Blog Post

Strategy at the Edge of the Unknown

Roy Maurer, Partner at The Clarion Group, Ltd. • Mar 13, 2020
Right now, business leaders are dealing with critical in-the-moment tactical planning on the battleground to protect against the invasion of a new enemy that snuck through the lines, unseen. That is where they should be: taking care of their troops, regrouping, making provisions for a temporary camp and laying out contingency plans.

But contingency plans for what?  It feels like we have crossed over into the unknown, but more accurately, the unknown crossed over into us.  Even our own territory is now strange and unfamiliar.   For some, it feels more like entering the Twilight Zone.
At some point very soon, in a quieter moment, perhaps waking up in the middle of the night, business leaders will begin to face the deeper strategic question of planning in an unknown future.  This moment in time may require a different approach to strategy than most have been taught or are comfortable with.  Yet it is one proven successful in military planning for some time now.  Herman Kahn developed a technique in the 1950s of describing future “stories” of what military wars might look like – Scenarios.  In Rita McGrath’s current book, Seeing Around Corners, she employs much the same techniques.  Business leaders need to become much more skillful at anticipating inflection points.  A skillful way to do that is to identify a range of future options, based on a range of possible futures.

In our experience, there are differences today in the application and the technique from the original, but the practice is solid.  For sure, the time perspective of anticipating future worlds has dramatically shortened if not disappeared.  Pierre Wack, at Shell Oil in the 1970s, was looking out some 20 years. Forget that. Viruses spread with exponential speed through networks of human touch points.  But scenario techniques are just as relevant out over the next 20 months, the time it may take to have a working vaccination:
      • Identify possible relevant factors in the environment that may drive sustainable business results:  social, economic, scientific, demographic, etc. Basically here, important factors at the intersection of business and humanity.

      • Use some structured tools to anticipate direction and degrees of changes, but also to stimulate creativity and open mindedness.  What is actually possible is beyond what many believe is possible.

      • Stretch the thinking to the limits of imagination, outside ordinary bounds of constrained “inside the box” ideas.  Great example:  not linear but exponential degrees of change and speed  –  like the virus that started all this.

      • Monitor leading indicators and begin, now, to lay plans out ahead to be ready for possible directional changes.
      So, the strategic question is what are the possible scenarios for the business environment in the next 20 months?  What possible range of futures can you envision or anticipate? This requires a willingness and a capability to imagine how things could be different, to see things we do not see today.  We just went around a corner that perhaps no one saw coming. We are at an infection point.  If ever there was a moment when we could all agree the future is unknown, this is it.

      This strategic focus need not divert the attention of the whole of the organization. Pierre Wack (Shell Oil) was apparently quoted as follows: “I had the feeling of hunting in a pack of wolves, being the eyes of the pack, and sending signals back to the rest. Now if you see something serious, and the pack doesn’t notice it, you’d better find out – are you in front?”  You just need a small pack of forward-looking thinkers to lead the way.

      And by the way, developing this capability in the organization is not just temporarily relevant to the threat of the coronavirus. This capability lies at the core of business strategy in the world of digital transformation where the speed of change and disruption is also exponential.

### Problems and tasks
a - List every person named in the blog post on strategy.
b - Return, word for word, the part of the blog post on strategy that runs from "And by the way, developing" to "is also exponential.".

### Supplied entries
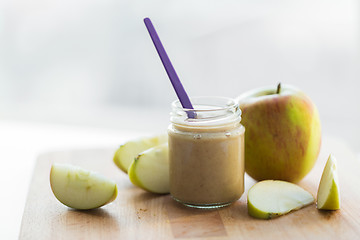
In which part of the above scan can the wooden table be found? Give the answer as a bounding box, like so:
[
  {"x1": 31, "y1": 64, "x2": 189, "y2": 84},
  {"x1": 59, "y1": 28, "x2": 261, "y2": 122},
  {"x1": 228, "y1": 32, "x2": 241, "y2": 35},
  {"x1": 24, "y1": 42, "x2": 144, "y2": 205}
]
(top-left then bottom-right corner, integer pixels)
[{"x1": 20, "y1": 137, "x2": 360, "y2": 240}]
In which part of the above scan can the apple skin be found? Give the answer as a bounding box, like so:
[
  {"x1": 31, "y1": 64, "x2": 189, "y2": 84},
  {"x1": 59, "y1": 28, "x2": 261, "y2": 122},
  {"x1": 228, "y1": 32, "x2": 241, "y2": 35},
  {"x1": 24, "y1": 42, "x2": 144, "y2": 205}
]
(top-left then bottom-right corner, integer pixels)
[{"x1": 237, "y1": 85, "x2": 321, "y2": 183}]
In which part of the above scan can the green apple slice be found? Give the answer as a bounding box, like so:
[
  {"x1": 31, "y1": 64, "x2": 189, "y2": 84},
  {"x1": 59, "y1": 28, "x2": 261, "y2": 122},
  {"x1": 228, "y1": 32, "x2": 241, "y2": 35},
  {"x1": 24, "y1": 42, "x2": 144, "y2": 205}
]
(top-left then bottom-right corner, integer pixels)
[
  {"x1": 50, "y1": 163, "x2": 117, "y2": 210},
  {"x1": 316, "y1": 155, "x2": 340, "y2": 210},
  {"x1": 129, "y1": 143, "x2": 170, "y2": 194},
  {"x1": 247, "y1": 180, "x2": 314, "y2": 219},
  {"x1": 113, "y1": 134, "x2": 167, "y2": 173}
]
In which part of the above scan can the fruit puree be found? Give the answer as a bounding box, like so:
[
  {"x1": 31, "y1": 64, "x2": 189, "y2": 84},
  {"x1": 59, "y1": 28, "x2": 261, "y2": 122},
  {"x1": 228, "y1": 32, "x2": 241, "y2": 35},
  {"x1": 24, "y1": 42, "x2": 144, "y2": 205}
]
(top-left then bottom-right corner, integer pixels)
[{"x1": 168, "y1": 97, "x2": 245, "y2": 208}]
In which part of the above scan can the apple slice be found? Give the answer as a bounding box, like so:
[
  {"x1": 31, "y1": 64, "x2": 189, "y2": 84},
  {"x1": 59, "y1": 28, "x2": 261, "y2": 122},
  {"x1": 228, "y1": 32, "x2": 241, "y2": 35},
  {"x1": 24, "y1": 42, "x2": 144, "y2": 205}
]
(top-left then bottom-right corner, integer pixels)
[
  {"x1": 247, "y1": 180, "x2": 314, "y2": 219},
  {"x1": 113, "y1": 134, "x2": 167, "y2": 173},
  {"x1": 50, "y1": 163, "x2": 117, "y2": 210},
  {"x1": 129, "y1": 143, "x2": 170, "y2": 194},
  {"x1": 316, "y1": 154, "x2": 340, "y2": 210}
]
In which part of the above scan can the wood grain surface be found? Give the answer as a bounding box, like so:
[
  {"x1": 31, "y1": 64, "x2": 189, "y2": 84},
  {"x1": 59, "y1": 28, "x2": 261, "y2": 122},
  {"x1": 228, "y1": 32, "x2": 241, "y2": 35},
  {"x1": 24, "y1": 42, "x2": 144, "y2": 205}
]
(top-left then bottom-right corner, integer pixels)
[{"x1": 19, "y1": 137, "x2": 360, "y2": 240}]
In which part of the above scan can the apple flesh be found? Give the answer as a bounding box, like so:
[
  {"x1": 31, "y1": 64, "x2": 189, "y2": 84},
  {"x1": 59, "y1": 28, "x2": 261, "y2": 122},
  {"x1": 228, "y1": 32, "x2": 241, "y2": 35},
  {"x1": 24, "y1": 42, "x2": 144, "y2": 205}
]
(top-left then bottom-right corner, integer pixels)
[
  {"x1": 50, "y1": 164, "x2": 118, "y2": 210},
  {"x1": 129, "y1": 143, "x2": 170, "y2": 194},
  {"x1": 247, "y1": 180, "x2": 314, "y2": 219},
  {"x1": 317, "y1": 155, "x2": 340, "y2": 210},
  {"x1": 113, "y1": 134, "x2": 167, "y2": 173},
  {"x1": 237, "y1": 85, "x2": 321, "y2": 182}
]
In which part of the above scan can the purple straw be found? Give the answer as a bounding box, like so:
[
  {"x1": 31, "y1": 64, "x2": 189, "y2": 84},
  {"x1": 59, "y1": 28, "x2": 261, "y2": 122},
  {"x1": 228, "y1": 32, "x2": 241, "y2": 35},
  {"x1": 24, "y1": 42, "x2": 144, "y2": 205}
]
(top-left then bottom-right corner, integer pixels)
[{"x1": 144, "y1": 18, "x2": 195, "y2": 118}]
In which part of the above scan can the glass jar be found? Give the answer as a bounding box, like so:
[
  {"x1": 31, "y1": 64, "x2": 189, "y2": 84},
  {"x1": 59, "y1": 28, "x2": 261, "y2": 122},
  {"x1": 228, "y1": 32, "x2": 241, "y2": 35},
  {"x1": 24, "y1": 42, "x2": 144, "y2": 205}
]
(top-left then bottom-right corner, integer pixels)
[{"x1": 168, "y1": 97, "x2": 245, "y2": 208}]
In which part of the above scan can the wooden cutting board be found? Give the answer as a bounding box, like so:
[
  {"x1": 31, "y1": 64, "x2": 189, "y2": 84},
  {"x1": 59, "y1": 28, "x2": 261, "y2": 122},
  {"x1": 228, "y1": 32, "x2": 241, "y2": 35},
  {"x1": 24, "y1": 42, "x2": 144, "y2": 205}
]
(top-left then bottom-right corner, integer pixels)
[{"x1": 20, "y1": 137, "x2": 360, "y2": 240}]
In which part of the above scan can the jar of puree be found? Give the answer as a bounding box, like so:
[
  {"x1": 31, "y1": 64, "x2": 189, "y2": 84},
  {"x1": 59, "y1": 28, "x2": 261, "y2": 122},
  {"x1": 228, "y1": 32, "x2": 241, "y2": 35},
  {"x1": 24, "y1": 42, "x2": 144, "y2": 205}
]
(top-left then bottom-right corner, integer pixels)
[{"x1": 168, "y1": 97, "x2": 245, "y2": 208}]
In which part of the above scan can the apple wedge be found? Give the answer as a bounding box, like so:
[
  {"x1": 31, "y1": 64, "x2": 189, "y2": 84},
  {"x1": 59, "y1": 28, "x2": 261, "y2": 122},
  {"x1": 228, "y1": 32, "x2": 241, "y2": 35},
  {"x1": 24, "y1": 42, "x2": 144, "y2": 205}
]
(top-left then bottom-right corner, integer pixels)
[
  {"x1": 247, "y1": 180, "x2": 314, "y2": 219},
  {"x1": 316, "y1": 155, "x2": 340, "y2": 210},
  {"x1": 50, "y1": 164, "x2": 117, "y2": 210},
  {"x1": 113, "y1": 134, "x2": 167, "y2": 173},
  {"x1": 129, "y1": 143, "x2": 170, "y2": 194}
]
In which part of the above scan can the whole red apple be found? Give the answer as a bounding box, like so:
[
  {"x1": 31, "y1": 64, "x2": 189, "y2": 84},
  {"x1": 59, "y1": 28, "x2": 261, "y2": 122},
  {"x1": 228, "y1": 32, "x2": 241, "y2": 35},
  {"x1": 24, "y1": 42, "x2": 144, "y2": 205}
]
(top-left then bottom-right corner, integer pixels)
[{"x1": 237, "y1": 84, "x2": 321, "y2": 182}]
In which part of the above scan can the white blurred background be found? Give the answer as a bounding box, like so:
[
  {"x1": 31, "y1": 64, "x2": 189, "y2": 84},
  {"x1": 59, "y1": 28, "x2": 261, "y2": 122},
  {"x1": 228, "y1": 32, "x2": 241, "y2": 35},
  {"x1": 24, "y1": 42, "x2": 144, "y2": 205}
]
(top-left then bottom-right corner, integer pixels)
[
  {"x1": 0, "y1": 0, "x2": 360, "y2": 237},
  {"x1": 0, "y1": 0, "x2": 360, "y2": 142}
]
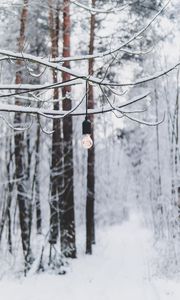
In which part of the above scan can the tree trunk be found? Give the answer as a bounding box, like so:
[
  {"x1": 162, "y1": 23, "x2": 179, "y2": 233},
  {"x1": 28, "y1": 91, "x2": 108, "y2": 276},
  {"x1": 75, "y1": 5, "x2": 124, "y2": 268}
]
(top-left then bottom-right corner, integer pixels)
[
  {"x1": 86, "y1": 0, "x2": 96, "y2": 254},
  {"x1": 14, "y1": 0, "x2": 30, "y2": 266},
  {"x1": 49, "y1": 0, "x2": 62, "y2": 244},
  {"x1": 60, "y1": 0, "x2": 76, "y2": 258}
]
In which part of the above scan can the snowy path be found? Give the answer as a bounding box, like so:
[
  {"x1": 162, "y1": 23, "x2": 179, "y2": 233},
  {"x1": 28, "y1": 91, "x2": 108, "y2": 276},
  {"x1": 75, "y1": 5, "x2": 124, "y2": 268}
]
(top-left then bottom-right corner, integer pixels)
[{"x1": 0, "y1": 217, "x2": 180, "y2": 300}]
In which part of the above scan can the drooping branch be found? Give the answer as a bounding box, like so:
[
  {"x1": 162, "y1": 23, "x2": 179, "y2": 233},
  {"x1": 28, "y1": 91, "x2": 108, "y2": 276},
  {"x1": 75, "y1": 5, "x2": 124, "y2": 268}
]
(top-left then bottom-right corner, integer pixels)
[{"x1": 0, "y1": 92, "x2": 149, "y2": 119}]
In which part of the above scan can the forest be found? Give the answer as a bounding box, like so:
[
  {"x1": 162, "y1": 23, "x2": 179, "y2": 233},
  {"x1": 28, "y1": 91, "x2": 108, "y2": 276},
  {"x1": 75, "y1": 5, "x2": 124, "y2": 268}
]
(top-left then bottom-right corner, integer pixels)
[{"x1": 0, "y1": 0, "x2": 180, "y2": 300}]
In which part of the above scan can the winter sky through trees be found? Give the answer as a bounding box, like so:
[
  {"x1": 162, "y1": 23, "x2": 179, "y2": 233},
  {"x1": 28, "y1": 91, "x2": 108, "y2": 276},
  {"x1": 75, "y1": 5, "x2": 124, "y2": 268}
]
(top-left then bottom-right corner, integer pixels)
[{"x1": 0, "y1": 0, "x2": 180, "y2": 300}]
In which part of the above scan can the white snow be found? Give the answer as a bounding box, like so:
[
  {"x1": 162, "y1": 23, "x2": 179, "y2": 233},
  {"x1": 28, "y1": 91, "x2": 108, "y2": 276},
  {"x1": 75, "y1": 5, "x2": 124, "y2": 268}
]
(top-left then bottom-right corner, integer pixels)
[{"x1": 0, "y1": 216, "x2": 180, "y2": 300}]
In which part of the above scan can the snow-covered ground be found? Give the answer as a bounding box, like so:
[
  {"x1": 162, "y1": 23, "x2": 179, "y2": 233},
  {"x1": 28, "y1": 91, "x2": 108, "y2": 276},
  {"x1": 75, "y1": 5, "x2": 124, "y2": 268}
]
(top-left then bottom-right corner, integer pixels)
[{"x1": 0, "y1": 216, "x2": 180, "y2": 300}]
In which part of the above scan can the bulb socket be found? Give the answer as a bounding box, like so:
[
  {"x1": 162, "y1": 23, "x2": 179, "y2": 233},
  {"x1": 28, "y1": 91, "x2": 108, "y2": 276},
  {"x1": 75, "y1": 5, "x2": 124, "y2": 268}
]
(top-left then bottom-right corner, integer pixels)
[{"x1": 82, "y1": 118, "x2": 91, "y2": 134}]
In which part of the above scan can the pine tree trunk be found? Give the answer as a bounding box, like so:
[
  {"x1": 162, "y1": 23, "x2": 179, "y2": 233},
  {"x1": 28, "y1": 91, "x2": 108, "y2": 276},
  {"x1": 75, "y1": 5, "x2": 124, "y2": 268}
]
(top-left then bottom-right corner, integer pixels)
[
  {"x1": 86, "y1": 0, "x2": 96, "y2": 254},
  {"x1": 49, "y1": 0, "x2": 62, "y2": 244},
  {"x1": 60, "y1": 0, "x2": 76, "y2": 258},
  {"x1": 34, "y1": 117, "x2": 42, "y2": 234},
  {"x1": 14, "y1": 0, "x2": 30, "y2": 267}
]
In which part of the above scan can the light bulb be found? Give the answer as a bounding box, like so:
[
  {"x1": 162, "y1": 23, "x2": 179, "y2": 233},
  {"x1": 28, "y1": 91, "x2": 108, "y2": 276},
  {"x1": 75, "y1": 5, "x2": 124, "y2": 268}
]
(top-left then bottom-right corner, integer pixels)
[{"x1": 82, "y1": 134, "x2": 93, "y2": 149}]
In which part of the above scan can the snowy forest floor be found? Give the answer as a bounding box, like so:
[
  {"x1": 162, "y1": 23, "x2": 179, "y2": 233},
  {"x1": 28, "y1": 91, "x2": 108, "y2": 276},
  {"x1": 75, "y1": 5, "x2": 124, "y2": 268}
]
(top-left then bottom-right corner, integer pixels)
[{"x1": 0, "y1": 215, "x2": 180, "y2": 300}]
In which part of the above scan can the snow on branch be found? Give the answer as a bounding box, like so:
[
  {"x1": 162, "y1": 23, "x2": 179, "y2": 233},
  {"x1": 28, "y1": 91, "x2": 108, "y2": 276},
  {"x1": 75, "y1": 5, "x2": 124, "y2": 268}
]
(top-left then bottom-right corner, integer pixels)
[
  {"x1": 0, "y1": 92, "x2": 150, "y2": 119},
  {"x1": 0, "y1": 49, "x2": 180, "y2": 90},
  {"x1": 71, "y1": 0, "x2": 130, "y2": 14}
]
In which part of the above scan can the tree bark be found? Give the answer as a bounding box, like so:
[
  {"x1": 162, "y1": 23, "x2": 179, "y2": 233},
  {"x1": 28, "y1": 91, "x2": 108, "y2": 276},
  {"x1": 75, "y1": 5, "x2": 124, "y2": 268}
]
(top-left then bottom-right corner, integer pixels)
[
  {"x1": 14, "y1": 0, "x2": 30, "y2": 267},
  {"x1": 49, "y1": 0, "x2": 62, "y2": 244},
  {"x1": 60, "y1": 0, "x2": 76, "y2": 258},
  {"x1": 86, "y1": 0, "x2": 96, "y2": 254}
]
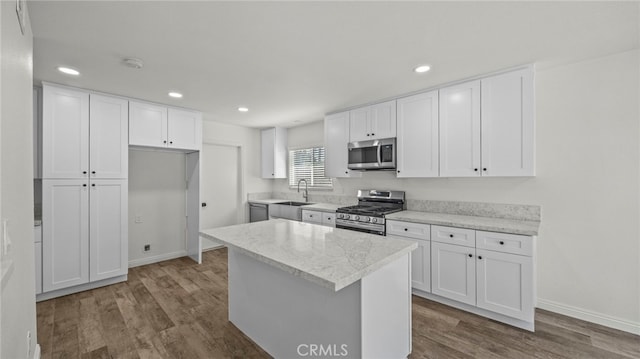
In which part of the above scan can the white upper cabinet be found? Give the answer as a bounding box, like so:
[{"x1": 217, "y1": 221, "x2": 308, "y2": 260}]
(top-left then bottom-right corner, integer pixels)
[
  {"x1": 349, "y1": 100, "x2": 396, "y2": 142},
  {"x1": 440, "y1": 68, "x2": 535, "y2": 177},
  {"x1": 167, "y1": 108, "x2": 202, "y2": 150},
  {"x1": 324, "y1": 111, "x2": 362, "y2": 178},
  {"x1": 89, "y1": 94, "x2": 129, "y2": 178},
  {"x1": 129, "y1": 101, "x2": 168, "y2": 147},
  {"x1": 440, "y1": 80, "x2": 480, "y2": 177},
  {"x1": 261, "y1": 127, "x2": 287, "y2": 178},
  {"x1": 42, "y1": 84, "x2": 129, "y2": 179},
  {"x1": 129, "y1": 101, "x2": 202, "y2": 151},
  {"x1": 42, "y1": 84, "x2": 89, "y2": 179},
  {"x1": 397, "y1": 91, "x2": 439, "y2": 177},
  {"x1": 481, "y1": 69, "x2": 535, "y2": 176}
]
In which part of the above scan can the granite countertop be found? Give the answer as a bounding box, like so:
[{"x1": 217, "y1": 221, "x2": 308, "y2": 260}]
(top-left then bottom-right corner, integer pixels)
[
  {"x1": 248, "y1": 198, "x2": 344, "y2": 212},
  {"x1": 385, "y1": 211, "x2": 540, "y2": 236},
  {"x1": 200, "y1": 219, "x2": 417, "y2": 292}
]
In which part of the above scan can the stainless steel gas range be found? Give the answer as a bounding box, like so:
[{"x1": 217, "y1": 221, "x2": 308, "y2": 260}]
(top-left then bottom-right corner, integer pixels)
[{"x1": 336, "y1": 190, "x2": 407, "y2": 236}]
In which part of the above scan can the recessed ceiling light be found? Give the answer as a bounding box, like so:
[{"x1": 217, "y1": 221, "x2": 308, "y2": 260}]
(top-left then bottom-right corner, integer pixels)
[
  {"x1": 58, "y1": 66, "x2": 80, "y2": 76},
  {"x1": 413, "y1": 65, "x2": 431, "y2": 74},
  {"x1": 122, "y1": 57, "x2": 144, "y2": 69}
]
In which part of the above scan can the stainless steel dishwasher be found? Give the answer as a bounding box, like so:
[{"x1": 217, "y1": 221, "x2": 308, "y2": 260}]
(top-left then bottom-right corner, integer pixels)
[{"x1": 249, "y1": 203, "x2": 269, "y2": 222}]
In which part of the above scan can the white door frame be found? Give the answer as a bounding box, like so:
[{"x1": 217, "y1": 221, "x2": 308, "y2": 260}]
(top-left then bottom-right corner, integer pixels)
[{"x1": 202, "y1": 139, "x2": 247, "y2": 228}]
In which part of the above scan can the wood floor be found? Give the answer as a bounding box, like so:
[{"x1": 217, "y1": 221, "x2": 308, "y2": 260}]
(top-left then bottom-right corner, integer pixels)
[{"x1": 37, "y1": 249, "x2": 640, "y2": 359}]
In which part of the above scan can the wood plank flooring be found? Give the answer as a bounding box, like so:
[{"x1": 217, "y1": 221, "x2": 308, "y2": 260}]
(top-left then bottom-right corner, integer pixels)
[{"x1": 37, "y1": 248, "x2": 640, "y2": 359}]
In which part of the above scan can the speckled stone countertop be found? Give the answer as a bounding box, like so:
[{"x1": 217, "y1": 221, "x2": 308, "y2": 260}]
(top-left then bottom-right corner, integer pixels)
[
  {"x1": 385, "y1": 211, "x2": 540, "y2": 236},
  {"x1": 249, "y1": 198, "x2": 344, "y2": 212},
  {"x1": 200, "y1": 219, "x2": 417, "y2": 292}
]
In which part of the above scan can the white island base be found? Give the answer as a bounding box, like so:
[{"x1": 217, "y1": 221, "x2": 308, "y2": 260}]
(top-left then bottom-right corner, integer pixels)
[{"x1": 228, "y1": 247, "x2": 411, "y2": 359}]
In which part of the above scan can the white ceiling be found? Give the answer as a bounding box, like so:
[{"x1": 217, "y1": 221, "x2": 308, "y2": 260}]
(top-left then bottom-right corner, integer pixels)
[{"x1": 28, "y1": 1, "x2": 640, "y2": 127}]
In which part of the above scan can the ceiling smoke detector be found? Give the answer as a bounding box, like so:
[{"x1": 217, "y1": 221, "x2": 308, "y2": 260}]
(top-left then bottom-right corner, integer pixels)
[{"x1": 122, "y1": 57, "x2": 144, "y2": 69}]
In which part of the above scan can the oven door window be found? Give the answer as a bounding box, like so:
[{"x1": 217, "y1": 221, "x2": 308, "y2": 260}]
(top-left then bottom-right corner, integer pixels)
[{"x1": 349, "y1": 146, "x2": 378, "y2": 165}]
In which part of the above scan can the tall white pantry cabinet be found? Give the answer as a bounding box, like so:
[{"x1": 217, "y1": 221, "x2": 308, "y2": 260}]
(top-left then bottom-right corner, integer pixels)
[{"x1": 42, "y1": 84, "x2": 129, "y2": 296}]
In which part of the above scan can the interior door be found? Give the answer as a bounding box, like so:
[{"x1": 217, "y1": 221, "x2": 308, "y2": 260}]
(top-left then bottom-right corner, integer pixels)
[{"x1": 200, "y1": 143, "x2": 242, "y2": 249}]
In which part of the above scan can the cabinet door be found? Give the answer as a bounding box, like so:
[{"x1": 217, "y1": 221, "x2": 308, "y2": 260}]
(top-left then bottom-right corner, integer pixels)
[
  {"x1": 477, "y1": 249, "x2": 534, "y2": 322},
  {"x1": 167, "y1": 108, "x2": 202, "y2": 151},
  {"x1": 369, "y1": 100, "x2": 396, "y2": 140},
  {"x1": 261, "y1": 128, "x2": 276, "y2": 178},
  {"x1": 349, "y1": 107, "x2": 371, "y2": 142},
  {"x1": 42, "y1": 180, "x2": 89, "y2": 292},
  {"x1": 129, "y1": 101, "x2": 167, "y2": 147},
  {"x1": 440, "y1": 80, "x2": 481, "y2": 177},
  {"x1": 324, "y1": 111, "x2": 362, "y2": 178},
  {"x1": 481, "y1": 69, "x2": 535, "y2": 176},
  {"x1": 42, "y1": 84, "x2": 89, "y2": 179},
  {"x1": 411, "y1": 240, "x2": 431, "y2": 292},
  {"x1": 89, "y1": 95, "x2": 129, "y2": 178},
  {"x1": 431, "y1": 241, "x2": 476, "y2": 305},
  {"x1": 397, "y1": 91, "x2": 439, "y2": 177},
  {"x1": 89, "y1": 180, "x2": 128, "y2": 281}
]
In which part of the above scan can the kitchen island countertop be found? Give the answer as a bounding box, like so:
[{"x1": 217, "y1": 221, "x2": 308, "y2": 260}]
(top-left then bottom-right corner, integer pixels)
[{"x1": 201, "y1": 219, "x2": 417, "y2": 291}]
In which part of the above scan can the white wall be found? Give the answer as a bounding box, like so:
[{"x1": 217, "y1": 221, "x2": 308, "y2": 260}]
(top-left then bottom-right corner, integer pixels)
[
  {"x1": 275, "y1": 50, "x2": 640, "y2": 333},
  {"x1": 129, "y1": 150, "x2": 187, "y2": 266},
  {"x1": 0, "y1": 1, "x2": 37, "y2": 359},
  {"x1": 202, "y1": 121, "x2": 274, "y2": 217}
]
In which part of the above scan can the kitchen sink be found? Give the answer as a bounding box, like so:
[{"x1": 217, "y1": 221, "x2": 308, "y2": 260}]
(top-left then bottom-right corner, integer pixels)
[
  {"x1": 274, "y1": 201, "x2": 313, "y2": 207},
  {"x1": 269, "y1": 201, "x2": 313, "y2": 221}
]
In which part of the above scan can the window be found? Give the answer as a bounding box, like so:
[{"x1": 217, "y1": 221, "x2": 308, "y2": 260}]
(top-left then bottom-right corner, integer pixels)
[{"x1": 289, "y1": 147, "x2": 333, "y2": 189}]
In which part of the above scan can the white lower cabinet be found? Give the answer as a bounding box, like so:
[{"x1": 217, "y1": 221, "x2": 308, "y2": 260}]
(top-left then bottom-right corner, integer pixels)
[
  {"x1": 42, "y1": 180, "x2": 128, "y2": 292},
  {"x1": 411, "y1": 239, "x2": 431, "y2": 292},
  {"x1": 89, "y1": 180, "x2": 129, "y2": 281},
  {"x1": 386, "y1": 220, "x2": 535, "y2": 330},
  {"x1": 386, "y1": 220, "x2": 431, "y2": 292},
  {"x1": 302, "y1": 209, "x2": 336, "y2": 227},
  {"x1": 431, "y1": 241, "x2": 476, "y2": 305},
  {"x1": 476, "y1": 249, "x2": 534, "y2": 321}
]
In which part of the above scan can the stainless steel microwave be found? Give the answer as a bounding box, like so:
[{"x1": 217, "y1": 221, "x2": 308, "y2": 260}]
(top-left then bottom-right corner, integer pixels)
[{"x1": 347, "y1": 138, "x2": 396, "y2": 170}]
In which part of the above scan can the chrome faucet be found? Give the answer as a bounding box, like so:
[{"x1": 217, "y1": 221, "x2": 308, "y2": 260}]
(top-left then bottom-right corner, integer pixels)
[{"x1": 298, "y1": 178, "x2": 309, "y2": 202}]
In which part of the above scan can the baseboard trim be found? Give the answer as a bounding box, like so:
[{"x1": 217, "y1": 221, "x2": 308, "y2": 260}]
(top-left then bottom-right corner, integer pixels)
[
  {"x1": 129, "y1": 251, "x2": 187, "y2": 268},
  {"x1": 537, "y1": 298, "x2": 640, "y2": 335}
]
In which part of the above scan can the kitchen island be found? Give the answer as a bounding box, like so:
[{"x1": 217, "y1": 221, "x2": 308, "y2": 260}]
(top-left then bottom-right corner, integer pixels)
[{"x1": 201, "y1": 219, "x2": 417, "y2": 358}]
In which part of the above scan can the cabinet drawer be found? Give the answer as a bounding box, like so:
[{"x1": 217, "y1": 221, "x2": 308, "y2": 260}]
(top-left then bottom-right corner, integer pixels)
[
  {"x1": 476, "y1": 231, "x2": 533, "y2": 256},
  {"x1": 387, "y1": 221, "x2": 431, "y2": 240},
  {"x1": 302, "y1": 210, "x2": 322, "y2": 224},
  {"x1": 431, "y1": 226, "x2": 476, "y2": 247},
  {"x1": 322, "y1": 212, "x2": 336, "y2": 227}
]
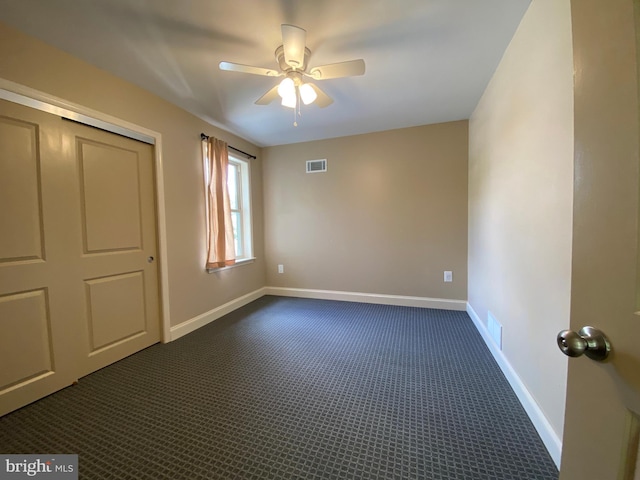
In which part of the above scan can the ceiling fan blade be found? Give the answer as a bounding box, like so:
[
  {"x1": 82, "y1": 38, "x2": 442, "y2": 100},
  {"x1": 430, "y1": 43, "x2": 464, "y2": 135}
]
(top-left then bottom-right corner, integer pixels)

### Answers to this exercise
a - Roy Maurer, Herman Kahn, Rita McGrath, Pierre Wack

b -
And by the way, developing this capability in the organization is not just temporarily relevant to the threat of the coronavirus. This capability lies at the core of business strategy in the world of digital transformation where the speed of change and disruption is also exponential.